(Stored items)
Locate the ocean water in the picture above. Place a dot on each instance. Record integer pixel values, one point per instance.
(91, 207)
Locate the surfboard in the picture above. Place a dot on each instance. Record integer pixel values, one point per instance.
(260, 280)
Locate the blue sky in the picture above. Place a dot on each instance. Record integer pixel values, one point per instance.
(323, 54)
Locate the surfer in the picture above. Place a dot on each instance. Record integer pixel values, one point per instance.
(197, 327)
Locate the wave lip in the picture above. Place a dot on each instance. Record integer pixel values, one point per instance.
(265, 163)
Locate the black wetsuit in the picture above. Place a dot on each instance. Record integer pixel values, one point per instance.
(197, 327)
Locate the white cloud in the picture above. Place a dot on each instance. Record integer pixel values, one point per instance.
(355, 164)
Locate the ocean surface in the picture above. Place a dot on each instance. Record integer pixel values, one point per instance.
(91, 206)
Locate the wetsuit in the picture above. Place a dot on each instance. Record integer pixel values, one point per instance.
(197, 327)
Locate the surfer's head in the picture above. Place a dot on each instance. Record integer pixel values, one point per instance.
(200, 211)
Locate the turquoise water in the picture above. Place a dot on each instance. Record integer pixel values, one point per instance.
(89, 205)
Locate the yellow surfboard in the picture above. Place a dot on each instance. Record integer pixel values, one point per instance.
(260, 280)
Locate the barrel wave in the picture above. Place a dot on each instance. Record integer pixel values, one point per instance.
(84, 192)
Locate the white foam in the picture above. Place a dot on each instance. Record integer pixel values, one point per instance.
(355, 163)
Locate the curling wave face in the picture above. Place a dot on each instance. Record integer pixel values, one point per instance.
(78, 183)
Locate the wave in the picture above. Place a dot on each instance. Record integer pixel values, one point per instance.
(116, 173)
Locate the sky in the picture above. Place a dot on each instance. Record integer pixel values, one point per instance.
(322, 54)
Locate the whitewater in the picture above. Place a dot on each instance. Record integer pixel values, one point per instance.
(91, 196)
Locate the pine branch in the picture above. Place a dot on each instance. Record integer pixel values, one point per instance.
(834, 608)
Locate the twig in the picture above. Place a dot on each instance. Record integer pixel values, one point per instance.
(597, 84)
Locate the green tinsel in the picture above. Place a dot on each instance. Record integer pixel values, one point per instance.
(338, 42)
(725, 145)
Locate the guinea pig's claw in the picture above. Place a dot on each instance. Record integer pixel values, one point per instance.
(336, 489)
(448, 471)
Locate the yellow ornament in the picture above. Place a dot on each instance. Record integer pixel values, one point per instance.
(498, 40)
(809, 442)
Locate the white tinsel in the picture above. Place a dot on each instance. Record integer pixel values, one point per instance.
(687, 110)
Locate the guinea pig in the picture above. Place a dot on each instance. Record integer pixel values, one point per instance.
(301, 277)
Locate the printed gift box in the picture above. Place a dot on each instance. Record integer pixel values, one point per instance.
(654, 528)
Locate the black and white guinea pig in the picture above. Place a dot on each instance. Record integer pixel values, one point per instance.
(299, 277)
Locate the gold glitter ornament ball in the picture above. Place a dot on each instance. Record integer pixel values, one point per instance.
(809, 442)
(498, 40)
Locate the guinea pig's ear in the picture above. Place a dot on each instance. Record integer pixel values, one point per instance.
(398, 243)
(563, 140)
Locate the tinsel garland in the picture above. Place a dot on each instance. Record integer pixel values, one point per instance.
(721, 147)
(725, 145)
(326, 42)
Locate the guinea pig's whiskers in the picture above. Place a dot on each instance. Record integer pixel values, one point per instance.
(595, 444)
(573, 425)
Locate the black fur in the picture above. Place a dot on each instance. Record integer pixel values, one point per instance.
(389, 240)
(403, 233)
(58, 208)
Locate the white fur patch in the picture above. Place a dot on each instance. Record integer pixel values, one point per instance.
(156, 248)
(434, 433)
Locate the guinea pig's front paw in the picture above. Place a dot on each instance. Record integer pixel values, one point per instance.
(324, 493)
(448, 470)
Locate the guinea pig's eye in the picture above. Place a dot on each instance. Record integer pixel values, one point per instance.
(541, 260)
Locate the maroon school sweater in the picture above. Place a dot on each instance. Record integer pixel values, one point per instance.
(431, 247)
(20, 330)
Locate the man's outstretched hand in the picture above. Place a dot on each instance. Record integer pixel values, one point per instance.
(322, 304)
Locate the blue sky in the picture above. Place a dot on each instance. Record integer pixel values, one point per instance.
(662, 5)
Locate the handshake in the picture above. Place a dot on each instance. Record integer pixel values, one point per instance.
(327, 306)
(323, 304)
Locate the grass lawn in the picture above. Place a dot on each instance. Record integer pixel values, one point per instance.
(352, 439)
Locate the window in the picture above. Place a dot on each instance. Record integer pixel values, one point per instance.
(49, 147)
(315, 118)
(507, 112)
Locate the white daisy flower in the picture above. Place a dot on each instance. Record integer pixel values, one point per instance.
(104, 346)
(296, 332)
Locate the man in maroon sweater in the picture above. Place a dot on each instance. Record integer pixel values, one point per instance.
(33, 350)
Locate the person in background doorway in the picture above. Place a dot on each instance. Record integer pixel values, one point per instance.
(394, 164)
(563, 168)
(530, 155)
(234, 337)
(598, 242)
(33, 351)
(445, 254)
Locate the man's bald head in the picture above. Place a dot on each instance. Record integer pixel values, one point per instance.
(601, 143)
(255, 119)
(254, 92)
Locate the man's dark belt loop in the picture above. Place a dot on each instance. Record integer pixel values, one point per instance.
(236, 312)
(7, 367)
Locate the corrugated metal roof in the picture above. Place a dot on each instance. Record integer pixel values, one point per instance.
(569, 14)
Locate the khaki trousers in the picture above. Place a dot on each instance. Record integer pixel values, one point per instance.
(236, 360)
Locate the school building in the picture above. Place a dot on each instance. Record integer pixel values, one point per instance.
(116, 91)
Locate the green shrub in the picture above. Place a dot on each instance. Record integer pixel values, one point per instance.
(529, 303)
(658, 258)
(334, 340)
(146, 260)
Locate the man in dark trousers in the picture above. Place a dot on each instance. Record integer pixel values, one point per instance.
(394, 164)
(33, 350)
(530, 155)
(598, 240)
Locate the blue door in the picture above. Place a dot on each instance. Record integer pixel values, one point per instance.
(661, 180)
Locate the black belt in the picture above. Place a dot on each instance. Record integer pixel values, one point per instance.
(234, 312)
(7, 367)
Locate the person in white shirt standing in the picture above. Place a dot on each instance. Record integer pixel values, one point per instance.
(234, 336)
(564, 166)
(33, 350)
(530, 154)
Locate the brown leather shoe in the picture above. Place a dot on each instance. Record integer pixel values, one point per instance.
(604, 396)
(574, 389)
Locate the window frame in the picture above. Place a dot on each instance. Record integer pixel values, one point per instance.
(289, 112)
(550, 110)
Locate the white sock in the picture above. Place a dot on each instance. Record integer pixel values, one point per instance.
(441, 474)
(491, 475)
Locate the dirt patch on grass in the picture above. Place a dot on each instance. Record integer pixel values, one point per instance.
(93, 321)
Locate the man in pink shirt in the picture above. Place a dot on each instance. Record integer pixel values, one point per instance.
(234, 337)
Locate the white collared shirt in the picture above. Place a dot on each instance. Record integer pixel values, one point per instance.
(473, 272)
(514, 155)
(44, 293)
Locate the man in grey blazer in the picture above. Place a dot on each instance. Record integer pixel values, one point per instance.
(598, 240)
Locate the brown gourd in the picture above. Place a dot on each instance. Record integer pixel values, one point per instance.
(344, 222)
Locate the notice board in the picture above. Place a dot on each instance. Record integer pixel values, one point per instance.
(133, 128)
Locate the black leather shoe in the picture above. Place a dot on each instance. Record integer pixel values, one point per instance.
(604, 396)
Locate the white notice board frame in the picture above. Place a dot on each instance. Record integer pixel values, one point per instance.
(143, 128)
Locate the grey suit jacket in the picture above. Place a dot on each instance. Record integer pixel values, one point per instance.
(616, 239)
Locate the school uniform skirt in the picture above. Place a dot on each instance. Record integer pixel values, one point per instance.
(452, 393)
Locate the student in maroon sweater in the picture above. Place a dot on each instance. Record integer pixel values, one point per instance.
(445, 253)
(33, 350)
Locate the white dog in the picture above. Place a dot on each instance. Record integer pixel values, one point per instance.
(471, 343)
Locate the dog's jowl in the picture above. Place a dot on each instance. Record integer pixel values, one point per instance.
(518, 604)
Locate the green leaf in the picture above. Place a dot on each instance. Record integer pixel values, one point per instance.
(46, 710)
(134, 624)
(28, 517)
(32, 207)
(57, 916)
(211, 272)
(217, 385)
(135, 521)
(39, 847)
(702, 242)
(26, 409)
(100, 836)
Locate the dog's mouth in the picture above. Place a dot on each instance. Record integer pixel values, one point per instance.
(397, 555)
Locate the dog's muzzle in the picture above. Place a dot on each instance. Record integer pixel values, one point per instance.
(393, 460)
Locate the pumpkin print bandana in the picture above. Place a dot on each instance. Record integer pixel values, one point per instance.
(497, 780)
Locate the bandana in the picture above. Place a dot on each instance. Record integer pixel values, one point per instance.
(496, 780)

■ WHAT THIS TASK INVOLVES:
Starting from the line holding "Locate the bandana", restate the remaining lines of the data word for word, including the last.

■ RESULT OF THIS EXERCISE:
Locate the bandana in the picture above. Place a dot on each instance. Record integer pixel values, one point per instance.
(496, 780)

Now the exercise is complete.